## FRAGMENTO DE LECTURA
◆ ◆ ◆ ◆ ◆

El Pepe de las tres bellas manías


       Los que vivimos –preocupados por nuestro afán de subir en la escala social o, simplemente, de sostenernos en el puesto alcanzado- solemos olvidar con lamentable frecuencia a quienes allanaron nuestros caminos, preformaron nuestras mentes y ejemplarizaron nuestras vidas haciendo posible con su esfuerzo tenaz, con su labor orientadora, con su ejemplo constante y en definitiva, con su gravitación vital sobre nosotros, esta realidad más o menos brillante, más o menos inteligente que ahora “somos”. Y con más facilidad todavía olvidamos a los muertos, como si la vida que actualmente “vivimos” fuera posible sin ese ingente trabajo sin esa cuidadosa orientación, sin ese perseverante ejemplo de nuestros antepasados. Como si todo efecto próximo no procediese de una causa remota. Como si fuera posible que los muertos no mandasen. Porque lo cierto es que “los muertos mandan”, y ahí va dicho con título de Blasco Ibáñez y pese a las piruetas en tal sentido, de mi admirado y querido Papini. El caso es que habitualmente nos paramos, si nos paramos, a criticar a nuestros antepasados en cuanto “no hicieron”, pero raramente atendemos a lo que nosotros mismos “dejamos de hacer”. Y aquí está el fallo, pues también nosotros desapareceremos y la vida alumbrará una nueva serie de críticos injustos que, a su vez, se creerán el “non plus ultra”. La eterna historia.

◆ ◆ ◆ ◆ ◆

## DATOS DEL CONJUNTO
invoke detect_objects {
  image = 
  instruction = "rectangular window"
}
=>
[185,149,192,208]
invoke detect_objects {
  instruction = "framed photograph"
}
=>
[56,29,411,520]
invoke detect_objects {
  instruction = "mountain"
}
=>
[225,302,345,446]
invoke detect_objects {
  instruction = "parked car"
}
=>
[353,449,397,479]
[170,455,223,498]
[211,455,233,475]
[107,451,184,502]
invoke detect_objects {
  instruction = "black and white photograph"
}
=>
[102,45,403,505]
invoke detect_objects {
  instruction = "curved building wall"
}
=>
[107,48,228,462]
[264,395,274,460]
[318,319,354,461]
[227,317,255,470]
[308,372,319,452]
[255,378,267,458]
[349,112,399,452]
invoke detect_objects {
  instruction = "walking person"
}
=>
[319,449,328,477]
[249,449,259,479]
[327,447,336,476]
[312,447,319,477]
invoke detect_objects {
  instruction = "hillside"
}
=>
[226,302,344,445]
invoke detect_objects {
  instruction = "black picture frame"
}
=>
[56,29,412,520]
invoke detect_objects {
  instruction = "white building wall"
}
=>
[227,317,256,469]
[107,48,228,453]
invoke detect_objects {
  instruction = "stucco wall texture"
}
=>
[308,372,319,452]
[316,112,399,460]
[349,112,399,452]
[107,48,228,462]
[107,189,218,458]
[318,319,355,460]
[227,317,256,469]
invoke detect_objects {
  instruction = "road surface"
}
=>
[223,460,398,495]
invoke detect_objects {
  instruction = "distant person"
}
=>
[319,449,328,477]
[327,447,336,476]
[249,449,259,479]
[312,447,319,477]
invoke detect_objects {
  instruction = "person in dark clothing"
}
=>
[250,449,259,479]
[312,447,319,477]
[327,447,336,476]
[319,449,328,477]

◆ ◆ ◆ ◆ ◆

## ACTIVIDAD PROPUESTA
Según el fragmento de lectura sobre el olvido de los antepasados, ¿a quién califica el autor de «mi admirado y querido»?

## RESPUESTA
A Papini.